STATED GOAL>
Select every line of the records that contains the word "butter" and copy each one out.
>> BEGIN DATA FOR THIS TASK
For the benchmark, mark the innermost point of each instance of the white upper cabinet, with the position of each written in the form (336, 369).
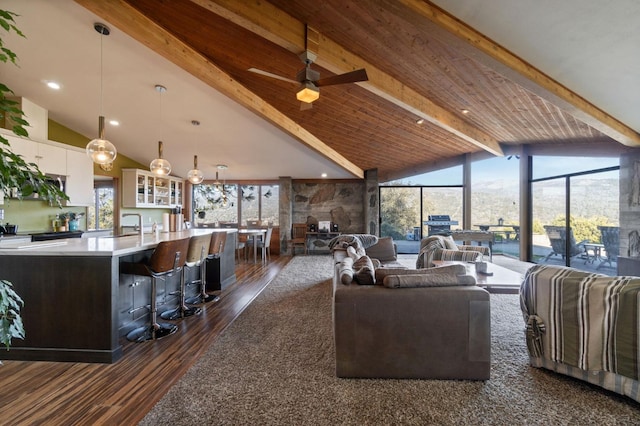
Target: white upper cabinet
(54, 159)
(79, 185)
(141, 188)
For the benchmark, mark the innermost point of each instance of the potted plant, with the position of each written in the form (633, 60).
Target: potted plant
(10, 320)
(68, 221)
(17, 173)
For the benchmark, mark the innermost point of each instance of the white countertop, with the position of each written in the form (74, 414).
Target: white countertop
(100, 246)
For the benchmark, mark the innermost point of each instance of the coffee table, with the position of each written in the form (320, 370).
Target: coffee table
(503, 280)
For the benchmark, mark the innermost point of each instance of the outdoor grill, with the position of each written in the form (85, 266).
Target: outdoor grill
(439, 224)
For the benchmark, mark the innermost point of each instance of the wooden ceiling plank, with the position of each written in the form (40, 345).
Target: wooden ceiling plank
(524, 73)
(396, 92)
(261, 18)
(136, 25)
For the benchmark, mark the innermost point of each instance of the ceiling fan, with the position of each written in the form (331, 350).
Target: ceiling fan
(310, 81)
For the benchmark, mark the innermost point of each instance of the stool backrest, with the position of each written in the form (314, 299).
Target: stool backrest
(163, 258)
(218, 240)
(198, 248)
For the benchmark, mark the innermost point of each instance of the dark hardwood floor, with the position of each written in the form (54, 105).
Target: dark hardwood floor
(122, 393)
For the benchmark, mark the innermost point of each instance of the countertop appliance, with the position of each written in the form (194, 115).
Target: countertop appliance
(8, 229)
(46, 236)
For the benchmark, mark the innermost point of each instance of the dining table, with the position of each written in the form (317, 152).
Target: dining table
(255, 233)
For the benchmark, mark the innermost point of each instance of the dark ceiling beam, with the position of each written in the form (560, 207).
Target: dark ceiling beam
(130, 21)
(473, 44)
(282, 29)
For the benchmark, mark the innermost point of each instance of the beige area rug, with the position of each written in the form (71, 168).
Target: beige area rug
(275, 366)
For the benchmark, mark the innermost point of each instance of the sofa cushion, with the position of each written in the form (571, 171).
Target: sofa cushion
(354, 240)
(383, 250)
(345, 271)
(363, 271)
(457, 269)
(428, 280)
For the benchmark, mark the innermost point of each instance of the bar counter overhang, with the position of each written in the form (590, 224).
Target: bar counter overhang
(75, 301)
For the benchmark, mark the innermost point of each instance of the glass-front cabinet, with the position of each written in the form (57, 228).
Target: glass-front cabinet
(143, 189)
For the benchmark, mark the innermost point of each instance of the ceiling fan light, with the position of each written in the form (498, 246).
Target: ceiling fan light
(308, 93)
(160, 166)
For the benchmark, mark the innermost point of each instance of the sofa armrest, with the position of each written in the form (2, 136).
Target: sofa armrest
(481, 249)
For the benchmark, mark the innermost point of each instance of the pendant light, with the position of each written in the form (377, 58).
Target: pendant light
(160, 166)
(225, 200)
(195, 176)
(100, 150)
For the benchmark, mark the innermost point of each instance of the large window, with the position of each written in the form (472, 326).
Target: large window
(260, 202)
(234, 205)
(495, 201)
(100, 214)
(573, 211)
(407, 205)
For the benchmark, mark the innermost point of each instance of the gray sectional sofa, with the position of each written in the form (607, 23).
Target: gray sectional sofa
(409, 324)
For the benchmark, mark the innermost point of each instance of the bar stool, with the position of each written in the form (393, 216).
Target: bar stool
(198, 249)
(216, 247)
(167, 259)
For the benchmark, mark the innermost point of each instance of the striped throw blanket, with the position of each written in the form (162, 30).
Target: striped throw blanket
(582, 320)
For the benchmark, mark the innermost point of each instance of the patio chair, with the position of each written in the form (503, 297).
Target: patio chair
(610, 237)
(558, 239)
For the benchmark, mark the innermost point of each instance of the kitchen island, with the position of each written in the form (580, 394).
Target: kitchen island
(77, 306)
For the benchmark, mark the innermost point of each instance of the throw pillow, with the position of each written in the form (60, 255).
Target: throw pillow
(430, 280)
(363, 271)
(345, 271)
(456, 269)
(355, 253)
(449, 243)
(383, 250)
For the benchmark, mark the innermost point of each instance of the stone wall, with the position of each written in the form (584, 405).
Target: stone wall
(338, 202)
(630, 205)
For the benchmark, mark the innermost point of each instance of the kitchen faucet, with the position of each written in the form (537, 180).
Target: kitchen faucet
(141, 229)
>> END DATA FOR THIS TASK
>> BEGIN DATA FOR THIS TASK
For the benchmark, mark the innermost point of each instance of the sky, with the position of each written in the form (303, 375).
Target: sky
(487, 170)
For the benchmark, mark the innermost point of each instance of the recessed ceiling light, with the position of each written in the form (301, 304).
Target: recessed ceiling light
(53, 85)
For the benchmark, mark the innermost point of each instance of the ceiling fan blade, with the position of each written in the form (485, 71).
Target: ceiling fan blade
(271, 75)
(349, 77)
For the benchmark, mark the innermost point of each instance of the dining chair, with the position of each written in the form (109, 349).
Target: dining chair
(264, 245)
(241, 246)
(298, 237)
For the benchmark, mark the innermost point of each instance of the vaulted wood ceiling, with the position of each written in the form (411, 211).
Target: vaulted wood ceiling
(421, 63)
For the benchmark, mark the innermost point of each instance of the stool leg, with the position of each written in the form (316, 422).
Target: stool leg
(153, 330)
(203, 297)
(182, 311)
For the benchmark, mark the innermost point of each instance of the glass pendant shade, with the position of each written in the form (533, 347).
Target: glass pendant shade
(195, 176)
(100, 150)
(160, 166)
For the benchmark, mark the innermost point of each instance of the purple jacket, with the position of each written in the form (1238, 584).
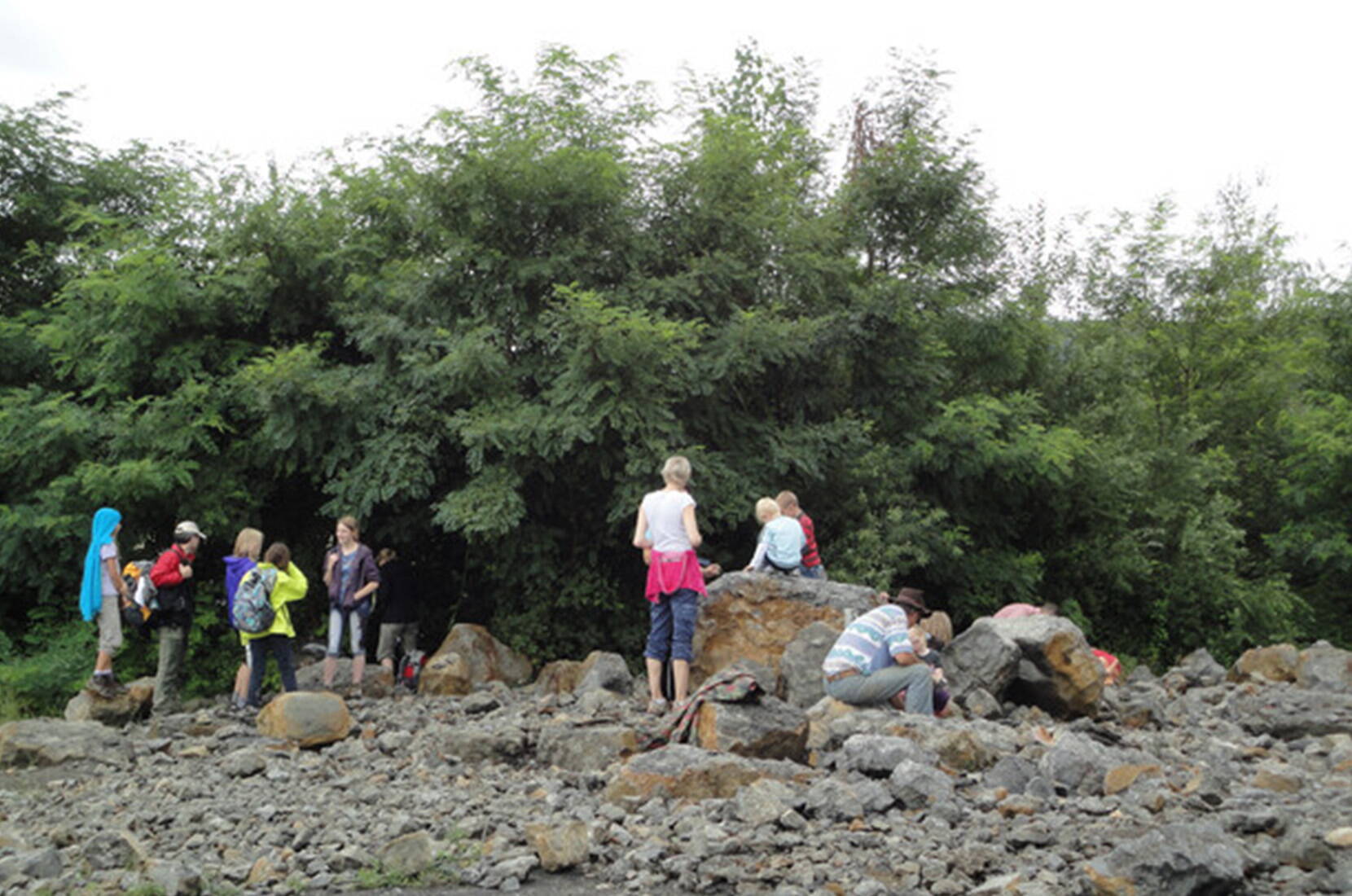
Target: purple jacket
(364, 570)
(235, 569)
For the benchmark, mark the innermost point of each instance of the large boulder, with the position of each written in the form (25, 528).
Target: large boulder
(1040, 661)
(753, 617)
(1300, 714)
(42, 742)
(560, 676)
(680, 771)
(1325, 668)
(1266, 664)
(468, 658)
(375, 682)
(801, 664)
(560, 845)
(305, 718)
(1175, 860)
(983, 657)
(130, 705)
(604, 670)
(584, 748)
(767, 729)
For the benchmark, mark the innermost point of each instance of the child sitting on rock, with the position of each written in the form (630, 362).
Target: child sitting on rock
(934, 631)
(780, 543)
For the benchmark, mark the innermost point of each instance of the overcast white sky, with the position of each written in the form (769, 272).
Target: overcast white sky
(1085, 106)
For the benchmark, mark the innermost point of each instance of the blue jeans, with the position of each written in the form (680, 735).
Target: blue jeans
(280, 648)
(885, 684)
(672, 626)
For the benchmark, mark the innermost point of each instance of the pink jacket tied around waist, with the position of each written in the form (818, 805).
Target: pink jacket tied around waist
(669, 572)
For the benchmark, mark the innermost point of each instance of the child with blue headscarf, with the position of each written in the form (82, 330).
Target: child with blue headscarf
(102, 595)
>> END DATA FOR THIS TASK
>> BEGIN DATA FOR THIS TASK
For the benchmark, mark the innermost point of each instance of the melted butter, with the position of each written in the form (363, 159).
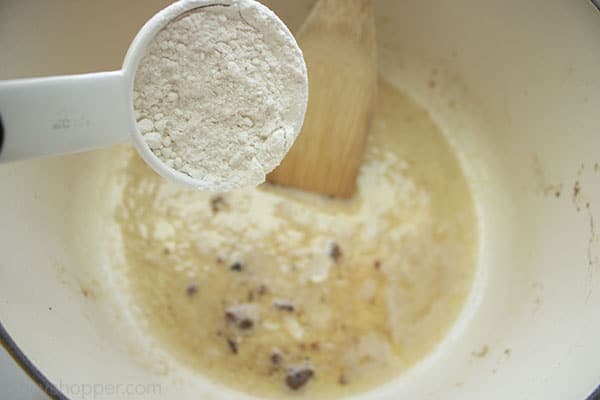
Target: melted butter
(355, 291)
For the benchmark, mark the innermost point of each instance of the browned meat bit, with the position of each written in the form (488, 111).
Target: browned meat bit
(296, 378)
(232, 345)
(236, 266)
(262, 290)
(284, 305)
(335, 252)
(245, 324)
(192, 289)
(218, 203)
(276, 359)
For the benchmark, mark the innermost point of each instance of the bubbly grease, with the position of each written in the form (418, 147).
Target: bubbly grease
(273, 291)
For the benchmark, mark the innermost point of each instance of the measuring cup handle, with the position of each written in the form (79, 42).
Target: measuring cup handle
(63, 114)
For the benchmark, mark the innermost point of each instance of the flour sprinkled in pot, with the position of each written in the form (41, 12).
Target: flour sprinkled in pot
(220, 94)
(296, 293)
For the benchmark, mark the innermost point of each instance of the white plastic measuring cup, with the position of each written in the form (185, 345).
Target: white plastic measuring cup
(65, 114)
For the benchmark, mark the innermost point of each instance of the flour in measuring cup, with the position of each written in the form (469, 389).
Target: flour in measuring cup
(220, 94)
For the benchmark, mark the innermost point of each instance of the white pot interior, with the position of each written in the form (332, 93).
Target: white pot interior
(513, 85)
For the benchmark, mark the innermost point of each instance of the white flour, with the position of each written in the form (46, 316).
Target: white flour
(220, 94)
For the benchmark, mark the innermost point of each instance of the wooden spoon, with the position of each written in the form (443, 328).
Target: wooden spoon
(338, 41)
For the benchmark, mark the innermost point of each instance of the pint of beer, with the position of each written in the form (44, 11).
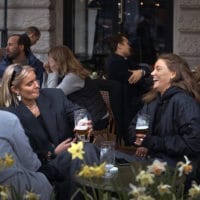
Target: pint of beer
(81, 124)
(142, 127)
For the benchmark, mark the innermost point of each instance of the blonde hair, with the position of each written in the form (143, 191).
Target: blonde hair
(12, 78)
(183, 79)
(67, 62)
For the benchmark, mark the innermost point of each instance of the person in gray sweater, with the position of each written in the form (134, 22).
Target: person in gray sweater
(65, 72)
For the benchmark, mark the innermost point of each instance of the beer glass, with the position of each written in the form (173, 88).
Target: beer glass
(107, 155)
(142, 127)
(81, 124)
>> END DATA FOR THIS TASK
ANSWER TO THE PROBLEM>
For the benchmark, mark the innermost point of each instance of the melted butter, with the position of each written in the form (363, 159).
Target: melted butter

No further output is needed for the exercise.